* What you need to do:
Your answer must be an exact copy of the lines from the one holding "Objective — one marker on every instance of the car windshield" through the last line of the entries below, with nothing added.

*** Study material ***

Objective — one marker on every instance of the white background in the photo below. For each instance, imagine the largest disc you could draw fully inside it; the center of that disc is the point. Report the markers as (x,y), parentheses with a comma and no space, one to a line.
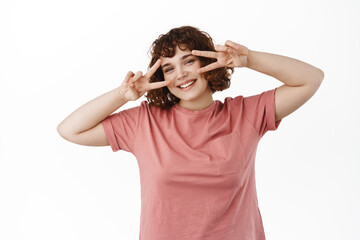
(57,55)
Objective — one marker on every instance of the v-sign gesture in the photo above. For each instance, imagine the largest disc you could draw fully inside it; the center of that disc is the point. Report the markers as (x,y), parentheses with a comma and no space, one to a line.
(230,55)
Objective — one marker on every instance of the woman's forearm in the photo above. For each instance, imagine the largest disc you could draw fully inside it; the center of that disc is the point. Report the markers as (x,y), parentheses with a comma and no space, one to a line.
(288,70)
(91,113)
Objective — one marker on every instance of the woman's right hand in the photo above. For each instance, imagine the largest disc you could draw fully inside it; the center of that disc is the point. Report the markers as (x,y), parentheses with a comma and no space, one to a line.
(135,85)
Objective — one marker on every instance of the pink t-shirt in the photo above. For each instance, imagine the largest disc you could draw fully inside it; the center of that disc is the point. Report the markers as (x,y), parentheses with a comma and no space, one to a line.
(197,167)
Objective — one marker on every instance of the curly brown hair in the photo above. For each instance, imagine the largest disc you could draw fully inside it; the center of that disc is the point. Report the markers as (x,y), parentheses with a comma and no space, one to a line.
(185,37)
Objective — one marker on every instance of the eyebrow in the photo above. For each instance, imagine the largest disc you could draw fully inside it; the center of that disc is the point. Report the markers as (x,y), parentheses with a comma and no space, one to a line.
(183,57)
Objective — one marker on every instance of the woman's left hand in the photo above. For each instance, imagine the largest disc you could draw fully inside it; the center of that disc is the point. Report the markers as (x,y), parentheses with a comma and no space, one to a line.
(230,55)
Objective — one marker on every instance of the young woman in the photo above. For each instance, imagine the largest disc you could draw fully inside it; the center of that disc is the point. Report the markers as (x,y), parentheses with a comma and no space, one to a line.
(196,156)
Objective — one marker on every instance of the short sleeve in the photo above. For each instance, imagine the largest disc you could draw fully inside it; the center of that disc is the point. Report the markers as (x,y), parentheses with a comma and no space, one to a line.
(120,129)
(260,111)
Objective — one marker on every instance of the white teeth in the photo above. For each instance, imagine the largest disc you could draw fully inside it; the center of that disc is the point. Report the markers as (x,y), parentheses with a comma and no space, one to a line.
(188,84)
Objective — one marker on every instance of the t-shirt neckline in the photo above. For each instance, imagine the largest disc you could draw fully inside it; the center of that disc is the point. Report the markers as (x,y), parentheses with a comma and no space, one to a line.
(205,110)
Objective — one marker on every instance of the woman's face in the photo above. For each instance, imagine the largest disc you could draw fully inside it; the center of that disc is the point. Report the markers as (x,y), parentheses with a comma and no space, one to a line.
(181,69)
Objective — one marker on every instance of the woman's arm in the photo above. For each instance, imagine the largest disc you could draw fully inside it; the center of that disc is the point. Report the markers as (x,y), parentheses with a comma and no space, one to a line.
(83,126)
(301,80)
(91,114)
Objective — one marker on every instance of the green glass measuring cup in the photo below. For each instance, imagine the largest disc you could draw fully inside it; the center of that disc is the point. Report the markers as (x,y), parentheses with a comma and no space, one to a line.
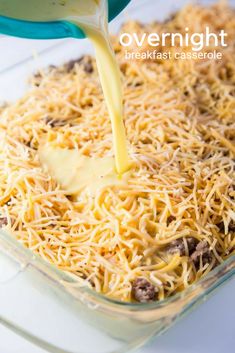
(10,24)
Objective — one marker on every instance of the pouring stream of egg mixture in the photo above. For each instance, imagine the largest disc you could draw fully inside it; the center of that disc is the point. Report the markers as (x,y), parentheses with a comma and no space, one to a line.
(80,171)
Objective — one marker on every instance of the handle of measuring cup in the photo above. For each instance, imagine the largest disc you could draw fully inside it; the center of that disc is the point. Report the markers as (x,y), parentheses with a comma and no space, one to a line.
(53,29)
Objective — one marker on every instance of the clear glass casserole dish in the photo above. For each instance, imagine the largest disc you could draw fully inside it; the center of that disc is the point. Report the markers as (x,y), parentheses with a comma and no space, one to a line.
(47,306)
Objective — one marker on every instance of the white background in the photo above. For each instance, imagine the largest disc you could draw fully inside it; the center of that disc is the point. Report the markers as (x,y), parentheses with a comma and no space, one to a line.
(209,329)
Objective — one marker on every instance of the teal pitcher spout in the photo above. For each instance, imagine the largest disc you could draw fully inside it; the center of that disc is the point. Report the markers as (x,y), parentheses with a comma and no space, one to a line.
(51,29)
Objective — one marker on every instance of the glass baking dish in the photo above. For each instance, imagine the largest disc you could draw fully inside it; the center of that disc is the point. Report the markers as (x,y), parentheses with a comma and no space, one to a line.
(47,306)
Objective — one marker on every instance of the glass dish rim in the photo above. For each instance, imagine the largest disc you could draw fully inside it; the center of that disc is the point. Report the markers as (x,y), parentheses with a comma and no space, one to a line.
(36,259)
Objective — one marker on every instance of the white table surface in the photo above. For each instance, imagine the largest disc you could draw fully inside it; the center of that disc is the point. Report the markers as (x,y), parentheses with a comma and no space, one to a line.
(209,329)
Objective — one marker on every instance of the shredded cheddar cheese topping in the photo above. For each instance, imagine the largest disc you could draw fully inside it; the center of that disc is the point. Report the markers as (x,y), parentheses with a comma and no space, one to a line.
(179,119)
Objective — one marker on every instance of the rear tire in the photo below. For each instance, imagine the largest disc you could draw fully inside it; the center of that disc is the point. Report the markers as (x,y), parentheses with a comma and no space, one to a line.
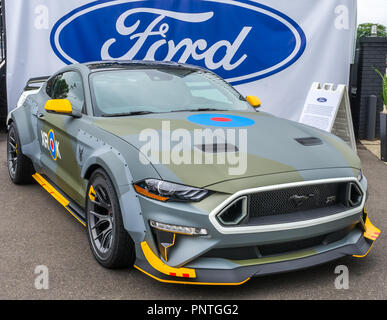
(110,243)
(20,167)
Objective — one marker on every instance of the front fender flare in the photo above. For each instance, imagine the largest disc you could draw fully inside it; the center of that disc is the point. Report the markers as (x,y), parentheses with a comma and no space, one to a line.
(122,180)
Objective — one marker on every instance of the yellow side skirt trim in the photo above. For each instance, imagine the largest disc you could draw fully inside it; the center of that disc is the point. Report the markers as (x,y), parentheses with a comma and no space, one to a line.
(55,194)
(186,282)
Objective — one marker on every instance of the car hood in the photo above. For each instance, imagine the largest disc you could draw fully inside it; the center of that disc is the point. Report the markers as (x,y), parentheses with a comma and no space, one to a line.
(270,143)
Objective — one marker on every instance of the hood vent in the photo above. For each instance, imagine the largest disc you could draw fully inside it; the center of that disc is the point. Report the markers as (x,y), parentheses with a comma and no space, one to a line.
(309,141)
(217,148)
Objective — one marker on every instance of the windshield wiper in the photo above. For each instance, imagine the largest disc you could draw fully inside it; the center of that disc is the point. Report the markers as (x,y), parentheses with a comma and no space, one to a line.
(123,114)
(200,109)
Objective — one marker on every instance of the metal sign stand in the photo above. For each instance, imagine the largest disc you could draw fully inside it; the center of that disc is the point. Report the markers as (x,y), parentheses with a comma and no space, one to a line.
(327,107)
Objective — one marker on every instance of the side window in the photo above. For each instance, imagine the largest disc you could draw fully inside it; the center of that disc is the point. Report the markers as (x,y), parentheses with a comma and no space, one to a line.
(69,86)
(49,86)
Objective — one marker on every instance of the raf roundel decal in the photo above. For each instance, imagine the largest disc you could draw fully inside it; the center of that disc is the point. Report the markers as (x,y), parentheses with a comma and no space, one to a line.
(51,144)
(220,120)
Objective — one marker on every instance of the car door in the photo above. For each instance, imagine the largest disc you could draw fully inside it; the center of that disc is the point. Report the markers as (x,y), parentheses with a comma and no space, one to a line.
(58,136)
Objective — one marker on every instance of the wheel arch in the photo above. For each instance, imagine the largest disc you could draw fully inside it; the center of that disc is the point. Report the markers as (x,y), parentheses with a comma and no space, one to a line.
(122,181)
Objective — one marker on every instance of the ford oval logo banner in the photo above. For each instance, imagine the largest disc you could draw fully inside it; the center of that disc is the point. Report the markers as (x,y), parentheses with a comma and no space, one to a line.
(242,41)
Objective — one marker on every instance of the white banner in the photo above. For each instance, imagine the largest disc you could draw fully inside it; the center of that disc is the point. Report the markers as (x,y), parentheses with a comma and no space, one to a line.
(274,49)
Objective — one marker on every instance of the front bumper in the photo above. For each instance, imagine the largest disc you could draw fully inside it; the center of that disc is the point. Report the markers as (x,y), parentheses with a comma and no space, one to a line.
(217,271)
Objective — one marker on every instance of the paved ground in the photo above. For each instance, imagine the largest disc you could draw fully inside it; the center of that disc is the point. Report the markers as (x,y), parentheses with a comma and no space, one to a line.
(36,230)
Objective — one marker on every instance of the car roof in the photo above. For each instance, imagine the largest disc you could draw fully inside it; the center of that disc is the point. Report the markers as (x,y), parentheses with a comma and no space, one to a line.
(133,64)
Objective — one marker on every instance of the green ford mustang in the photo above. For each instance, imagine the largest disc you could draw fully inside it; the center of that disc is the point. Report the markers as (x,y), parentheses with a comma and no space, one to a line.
(173,172)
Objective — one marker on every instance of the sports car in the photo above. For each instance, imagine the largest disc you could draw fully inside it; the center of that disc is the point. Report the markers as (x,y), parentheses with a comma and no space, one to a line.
(171,170)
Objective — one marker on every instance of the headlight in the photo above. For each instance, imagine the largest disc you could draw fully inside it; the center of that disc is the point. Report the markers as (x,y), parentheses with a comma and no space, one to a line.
(191,231)
(164,190)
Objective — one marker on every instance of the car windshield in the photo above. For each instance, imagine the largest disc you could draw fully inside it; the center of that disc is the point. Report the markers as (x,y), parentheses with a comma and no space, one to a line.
(141,91)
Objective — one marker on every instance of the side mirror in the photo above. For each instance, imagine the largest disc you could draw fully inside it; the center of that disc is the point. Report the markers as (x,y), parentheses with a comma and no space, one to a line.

***

* Solution to this exercise:
Objective — one marker on every instance of the car windshield in the photo above. For each instance, imagine the largest disc you could draw fully inside it; the center of that disc is the point. Report the markers as (x,y), parentheses with a comma and no space, one to a line.
(141,91)
Objective — one marker on every instance of the side mirror in the photo above. For each instance, imagine the largest disc you could draw fully inside it; the center of that disc is the point. Report the markers as (x,y), parentheses with a comma and no space, one to a line.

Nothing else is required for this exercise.